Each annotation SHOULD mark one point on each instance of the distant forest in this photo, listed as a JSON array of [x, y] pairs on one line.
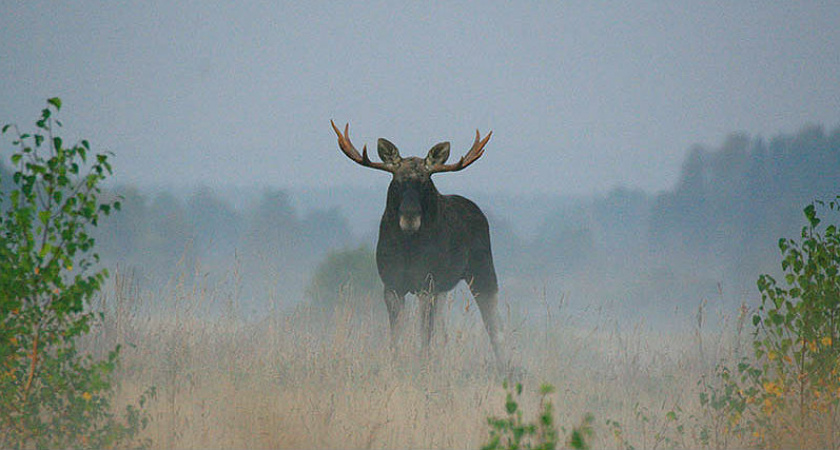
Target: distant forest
[[709, 236]]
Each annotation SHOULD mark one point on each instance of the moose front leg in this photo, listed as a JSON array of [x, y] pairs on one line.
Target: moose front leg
[[395, 303], [488, 305], [430, 305]]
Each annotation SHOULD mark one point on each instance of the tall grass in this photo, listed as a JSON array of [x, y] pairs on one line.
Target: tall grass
[[302, 377]]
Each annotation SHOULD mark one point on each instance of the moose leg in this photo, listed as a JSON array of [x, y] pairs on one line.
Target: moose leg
[[487, 304], [430, 305], [395, 303]]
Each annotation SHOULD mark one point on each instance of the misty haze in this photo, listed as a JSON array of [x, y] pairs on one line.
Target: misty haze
[[645, 162]]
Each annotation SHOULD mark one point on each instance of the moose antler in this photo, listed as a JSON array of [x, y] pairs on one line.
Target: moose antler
[[475, 152], [351, 152]]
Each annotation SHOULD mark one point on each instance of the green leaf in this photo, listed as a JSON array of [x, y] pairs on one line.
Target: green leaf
[[55, 101], [811, 215]]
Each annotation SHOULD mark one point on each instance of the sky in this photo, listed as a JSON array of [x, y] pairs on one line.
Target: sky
[[582, 97]]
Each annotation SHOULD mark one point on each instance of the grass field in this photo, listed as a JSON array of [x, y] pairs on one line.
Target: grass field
[[303, 378]]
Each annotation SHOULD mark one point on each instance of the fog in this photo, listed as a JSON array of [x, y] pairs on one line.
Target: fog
[[645, 160], [581, 98]]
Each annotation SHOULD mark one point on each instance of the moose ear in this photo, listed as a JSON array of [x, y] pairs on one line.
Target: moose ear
[[388, 152], [438, 154]]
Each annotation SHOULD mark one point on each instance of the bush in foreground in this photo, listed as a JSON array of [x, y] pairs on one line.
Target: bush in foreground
[[51, 394]]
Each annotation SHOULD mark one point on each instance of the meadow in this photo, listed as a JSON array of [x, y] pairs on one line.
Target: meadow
[[309, 378]]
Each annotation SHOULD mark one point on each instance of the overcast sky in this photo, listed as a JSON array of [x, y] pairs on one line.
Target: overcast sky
[[581, 96]]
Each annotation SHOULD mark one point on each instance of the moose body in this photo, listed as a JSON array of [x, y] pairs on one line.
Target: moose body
[[429, 242]]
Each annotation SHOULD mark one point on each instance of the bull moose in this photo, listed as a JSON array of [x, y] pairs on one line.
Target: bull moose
[[428, 242]]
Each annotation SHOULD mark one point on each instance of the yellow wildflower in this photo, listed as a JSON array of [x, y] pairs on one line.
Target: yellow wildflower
[[772, 388]]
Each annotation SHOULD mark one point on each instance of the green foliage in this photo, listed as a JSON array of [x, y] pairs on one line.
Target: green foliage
[[344, 275], [788, 392], [51, 394], [513, 432]]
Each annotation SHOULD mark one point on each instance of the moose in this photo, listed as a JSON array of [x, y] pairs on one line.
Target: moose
[[429, 242]]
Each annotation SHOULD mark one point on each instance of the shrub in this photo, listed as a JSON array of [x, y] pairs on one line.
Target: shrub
[[51, 394], [513, 432], [788, 393]]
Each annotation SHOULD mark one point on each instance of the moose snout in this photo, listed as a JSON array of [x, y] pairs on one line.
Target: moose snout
[[409, 223]]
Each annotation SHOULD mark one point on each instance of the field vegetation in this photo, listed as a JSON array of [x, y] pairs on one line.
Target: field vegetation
[[156, 349]]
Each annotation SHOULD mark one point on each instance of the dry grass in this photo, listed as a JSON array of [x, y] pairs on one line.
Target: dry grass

::::::

■ What the exercise asks
A verbatim copy of every record is required, with all pictures excluded.

■ Written solution
Each annotation SHOULD mark one point on each instance of the distant forest in this photo, listed as a JSON array of [x, y] pairs on one line.
Target: distant forest
[[709, 236]]
Each annotation SHOULD mark one point on each instance of the moose front leg in this photo, listed as a JSON array of [x, y] pairs on one line.
Target: moose front leg
[[395, 303], [488, 305], [430, 305]]
Each annotation SHOULD mark one point on each instance of the tall grass in this photo, listed as a JSON array of [x, y] pairs on one line.
Target: tall grass
[[302, 377]]
Each annotation SHOULD mark one point on each instance of the moose leg in this photo, listed as a JSON array of [x, y] pairs on one line.
Target: moose leg
[[487, 304], [430, 305], [395, 303]]
Each annotation SHOULD mark one point on each instance of the misty haze in this photo, listed as a JSON array of [x, y] pairs on one line.
Target: misty haze
[[645, 162]]
Each annotation SHOULD mark one point on each instance of the moose antler in this photo, listed as a JSON array of [x, y] pairs on one line.
Target: moose antler
[[475, 152], [351, 152]]
Each annotation SHOULD mark one point on each instance of the green leaf in this photo, listed as a JSON array of [x, y] pairs on one line.
Target: green leaf
[[55, 101], [811, 215]]
Each annotation SHOULD mark one point on each instance of the sky in this photo, listed as a JSON array of [x, y] pairs on one line.
Target: sky
[[582, 97]]
Each annotation SHOULD mark one point on each instance of the grass field in this photo, listed as a JSON array of [x, y] pairs on one line.
Target: grass field
[[303, 378]]
Each annotation SHOULD mark one point on each instance of the fog in this photo, listed as a JSON array of [x, y] pairs on one line.
Target: fog
[[645, 160], [581, 98]]
Each annotation SHOULD mark one point on each instance of the moose ear in this photo, listed as a JSON array of [x, y] pairs on one line.
Target: moose ear
[[388, 152], [438, 154]]
Each annotation SHOULD mark one point on each instance of the bush in foreground in this photo, listed as a JSON array of [x, y] pairs on one line.
Target: bush in foreground
[[51, 394]]
Each annotation SHOULD mark one point on each instance of the meadow in this photo, listed as a JSON array of [x, y] pairs on one line.
Target: meadow
[[309, 378]]
Each annotation SHOULD mark one point on each instance of the overcast sky in this photo, listed as a JSON array of [x, y] pairs on one line.
Target: overcast sky
[[581, 96]]
Each annotation SHOULD mark one point on each instance of the moose body in this photo, listed as a JSON array of [x, y] pairs on one line.
Target: moose body
[[429, 242]]
Each annotation SHOULD mark one point on each instance of the bull moose in this photo, listed as a JSON array of [x, y] pairs on one line.
Target: bull moose
[[428, 242]]
Each annotation SHOULD mark one point on each instance of the yellow wildflower in this photo, listed as a JSON array of [x, y] pairs on one line.
Target: yellow wildflower
[[772, 388]]
Each annotation SHOULD mark one point on each instance of the green foliage in this photo, listed as a JSON array of [x, y] pairs on one line.
Target: green foliage
[[344, 275], [788, 392], [51, 394], [513, 432]]
Each annotation SHOULD mark one point on each instance of the moose in this photo, listed as a JSON array of [x, y] pairs on one line.
Target: moose
[[429, 242]]
Each annotation SHOULD mark one point on each instance of the shrub in this photo, listed as a JSON array of [x, y] pairs on one line.
Target: shrub
[[51, 394], [513, 432], [788, 393]]
Each annotation SHOULD mark one point on each instance of the moose snout in this photo, listed as a JSON array of [x, y] pairs on one line.
Target: moose snout
[[409, 223]]
Each annotation SHOULD mark one point on each instance of the field vegetation in this photo, listed as a JSON array of [x, y] pairs on one line.
Target: field vegetation
[[156, 349]]
Each annotation SHOULD mark one point on each instance of the dry grass in this photo, listed as a JSON array of [x, y] pairs on one line.
Target: dry grass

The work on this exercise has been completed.